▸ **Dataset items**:
■ ■ ■

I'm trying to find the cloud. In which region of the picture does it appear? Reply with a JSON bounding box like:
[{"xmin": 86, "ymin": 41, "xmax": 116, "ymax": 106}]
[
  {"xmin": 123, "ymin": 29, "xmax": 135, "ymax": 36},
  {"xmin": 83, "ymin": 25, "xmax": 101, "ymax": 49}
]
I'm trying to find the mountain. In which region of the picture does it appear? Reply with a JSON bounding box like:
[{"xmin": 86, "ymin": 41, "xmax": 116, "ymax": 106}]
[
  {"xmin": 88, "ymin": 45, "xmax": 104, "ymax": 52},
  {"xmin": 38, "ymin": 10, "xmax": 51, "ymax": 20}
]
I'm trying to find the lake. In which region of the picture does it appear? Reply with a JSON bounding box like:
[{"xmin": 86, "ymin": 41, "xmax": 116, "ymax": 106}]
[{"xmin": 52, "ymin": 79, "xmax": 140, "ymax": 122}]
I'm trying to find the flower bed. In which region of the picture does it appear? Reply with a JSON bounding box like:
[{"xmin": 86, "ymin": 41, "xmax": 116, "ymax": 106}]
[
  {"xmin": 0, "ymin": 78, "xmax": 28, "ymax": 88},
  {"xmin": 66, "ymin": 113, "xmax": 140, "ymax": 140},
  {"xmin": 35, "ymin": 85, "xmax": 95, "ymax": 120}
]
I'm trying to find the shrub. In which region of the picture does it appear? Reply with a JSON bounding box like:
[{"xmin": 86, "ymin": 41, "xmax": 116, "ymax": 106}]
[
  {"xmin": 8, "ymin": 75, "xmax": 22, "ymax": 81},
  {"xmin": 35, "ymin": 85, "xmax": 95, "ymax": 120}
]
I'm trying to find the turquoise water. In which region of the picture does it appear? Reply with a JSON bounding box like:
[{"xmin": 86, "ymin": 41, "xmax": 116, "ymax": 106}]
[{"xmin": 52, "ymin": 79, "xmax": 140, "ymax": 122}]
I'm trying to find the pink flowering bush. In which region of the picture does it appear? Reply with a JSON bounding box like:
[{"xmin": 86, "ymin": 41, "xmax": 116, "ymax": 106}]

■ ■ ■

▸ **DESCRIPTION OF THE TASK**:
Every record shown above should be written out again exactly.

▸ **OUTPUT**:
I'm trying to find the cloud. In which region of the picture does it appear? Reply with a JSON bounding box like:
[{"xmin": 86, "ymin": 41, "xmax": 116, "ymax": 106}]
[
  {"xmin": 123, "ymin": 29, "xmax": 135, "ymax": 36},
  {"xmin": 83, "ymin": 25, "xmax": 101, "ymax": 49}
]
I'm trying to find the mountain. In which region of the picture does it appear? Reply with a JSON bounding box like:
[{"xmin": 86, "ymin": 41, "xmax": 116, "ymax": 106}]
[
  {"xmin": 88, "ymin": 45, "xmax": 104, "ymax": 52},
  {"xmin": 38, "ymin": 10, "xmax": 51, "ymax": 20}
]
I'm trying to find the lake. In which region of the picture does it appear? Reply with a JSON bounding box like:
[{"xmin": 86, "ymin": 41, "xmax": 116, "ymax": 106}]
[{"xmin": 52, "ymin": 79, "xmax": 140, "ymax": 122}]
I'm trying to find the flower bed. In which region of the picture does it appear? Reply with a JSON bounding box like:
[{"xmin": 86, "ymin": 41, "xmax": 116, "ymax": 106}]
[
  {"xmin": 0, "ymin": 78, "xmax": 28, "ymax": 88},
  {"xmin": 66, "ymin": 113, "xmax": 140, "ymax": 140},
  {"xmin": 35, "ymin": 85, "xmax": 95, "ymax": 120}
]
I'm trying to find the shrub. In which region of the picture does it appear? Reply with a JSON bounding box like:
[{"xmin": 86, "ymin": 41, "xmax": 116, "ymax": 106}]
[
  {"xmin": 8, "ymin": 75, "xmax": 22, "ymax": 81},
  {"xmin": 35, "ymin": 85, "xmax": 95, "ymax": 120}
]
I'm trying to find the turquoise water. In which region of the picture does it appear? Reply with a JSON bounding box like:
[{"xmin": 86, "ymin": 41, "xmax": 116, "ymax": 106}]
[{"xmin": 52, "ymin": 79, "xmax": 140, "ymax": 122}]
I'm trying to find the pink flowering bush. In which region of the picture does it appear? Reply with a JSON bounding box like:
[{"xmin": 86, "ymin": 41, "xmax": 116, "ymax": 106}]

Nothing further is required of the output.